**PROBLEMS TO WORK ON**
1. Answer these questions using the whisper.rn guide, one line each:
(a) About how much memory does the tiny model use?
(b) Which model size is called a good balance for most mobile devices?
(c) Which package does the code import to detect device capabilities?
2. Transcribe the whisper.rn guide, starting at "Skip to main" and ending at "mobile devices (~145MB)".
3. List every model size named in the whisper.rn guide's model size guidelines.

***** DOCUMENT TEXT *****

Skip to main content
This guide provides best practices and optimization tips to help you get the most out of whisper.rn.

Model Selection

Choose the right model size

Model selection is a balance between accuracy, speed, and memory usage. Choose based on your device capabilities and accuracy requirements.
Refer to the Memory Usage table in whisper.cpp for detailed information. Model size guidelines:
  • tiny - Fastest, lowest memory (~75MB), acceptable accuracy for simple use cases
  • base - Good balance for most mobile devices (~145MB)
  • small - Better accuracy, moderate resource usage (~475MB)
  • medium - High accuracy, requires more resources (~1.5GB)
  • large - Best accuracy, only for high-end devices (~3GB)
Dynamic model selection: You can detect device capabilities and select models accordingly:
import DeviceInfo from 'react-native-device-info'

async function selectModel() {
  const totalMemory = await DeviceInfo.getTotalMemory()
  const isTablet = await DeviceInfo.isTablet()
  
  // Select model based on available memory
  if (totalMemory > 6 * 1024 * 1024 * 1024) { // > 6GB
    return require('./models/ggml-medium.bin')

***** THE DATA *****

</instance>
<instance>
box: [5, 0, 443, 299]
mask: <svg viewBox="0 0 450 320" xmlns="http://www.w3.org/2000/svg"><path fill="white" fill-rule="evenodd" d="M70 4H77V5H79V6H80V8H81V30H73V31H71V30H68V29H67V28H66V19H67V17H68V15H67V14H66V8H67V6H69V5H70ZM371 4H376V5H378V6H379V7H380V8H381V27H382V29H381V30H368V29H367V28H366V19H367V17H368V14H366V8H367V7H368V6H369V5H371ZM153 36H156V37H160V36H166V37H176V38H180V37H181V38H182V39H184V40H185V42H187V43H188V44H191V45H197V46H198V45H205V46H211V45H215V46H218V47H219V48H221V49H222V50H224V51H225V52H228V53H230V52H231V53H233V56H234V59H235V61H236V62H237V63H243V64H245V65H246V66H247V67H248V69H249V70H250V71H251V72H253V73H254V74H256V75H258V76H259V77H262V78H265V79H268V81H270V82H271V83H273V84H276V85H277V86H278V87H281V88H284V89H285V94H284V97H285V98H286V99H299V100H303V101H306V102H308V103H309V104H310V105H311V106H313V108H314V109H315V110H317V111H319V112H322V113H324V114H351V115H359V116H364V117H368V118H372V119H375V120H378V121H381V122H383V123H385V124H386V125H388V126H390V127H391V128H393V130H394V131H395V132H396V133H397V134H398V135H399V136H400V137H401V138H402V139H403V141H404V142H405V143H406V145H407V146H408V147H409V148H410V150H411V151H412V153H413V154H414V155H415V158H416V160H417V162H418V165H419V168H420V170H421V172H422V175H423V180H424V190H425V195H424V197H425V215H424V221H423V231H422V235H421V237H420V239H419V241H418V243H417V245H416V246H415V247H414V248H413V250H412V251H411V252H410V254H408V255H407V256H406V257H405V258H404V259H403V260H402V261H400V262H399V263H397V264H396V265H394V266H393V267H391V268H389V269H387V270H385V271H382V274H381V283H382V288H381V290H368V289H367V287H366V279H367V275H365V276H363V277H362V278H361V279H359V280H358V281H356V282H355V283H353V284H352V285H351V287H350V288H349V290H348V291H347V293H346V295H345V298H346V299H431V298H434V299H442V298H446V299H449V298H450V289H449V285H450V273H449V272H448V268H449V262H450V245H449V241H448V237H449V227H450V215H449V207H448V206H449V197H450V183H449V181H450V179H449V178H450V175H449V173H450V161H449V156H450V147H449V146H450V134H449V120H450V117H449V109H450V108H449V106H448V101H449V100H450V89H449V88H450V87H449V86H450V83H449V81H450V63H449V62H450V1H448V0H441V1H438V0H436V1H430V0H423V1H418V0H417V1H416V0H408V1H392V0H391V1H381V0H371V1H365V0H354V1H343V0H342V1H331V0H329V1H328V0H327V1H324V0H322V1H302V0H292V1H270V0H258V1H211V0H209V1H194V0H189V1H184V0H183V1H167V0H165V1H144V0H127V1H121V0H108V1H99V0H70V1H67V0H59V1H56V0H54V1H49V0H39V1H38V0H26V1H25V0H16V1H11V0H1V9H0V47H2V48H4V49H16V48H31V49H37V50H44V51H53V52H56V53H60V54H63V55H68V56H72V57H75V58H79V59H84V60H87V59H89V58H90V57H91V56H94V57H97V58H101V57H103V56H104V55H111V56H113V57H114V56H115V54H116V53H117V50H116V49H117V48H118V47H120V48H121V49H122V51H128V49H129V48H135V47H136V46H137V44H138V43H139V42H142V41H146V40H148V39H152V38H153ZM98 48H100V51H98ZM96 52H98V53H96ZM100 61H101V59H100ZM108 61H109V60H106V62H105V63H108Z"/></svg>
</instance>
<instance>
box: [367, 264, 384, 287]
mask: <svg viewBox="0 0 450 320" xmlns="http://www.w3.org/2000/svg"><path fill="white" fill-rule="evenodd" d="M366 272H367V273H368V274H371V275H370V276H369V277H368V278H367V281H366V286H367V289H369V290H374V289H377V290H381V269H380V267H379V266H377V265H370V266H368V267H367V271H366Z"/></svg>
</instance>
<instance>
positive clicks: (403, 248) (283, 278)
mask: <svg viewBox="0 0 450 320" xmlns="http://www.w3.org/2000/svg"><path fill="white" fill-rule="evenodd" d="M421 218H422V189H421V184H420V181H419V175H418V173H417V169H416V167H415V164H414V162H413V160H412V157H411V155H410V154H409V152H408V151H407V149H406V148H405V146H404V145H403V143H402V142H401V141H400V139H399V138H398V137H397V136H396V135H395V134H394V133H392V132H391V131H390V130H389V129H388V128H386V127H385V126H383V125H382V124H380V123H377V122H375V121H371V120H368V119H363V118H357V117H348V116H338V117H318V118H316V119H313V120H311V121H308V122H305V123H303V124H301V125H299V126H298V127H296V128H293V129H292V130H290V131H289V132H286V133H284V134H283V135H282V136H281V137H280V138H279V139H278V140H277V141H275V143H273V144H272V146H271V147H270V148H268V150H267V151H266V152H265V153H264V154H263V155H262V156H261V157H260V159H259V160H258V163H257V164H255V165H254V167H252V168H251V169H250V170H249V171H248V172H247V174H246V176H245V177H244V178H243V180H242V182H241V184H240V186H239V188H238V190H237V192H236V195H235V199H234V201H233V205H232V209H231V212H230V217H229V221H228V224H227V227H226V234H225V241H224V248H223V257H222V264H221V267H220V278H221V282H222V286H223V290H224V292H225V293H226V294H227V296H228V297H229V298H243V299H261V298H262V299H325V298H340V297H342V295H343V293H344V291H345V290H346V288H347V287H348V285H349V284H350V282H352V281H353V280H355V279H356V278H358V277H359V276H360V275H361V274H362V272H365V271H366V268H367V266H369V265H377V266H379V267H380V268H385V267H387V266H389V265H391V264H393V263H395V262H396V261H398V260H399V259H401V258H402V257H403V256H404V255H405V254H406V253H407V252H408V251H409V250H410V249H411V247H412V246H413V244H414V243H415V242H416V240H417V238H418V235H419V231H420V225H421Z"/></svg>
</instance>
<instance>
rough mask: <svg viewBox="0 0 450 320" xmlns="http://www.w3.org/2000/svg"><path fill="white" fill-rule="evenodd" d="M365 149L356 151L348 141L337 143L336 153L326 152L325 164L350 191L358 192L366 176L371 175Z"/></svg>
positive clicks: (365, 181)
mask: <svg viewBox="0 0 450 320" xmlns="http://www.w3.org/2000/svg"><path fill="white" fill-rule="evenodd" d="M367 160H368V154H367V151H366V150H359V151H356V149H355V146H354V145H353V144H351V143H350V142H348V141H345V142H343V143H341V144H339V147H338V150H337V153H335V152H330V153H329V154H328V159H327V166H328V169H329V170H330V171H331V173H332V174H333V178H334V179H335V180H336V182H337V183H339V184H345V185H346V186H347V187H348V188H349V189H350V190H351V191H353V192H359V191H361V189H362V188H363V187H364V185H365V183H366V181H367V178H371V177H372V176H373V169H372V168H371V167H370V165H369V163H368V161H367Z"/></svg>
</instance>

*****

**EXERCISE RESULTS**
1.
(a) About 75MB
(b) base
(c) react-native-device-info

2.
Skip to main content
This guide provides best practices and optimization tips to help you get the most out of whisper.rn.

Model Selection

Choose the right model size

Model selection is a balance between accuracy, speed, and memory usage. Choose based on your device capabilities and accuracy requirements.
Refer to the Memory Usage table in whisper.cpp for detailed information. Model size guidelines:
  • tiny - Fastest, lowest memory (~75MB), acceptable accuracy for simple use cases
  • base - Good balance for most mobile devices (~145MB)

3. tiny, base, small, medium, large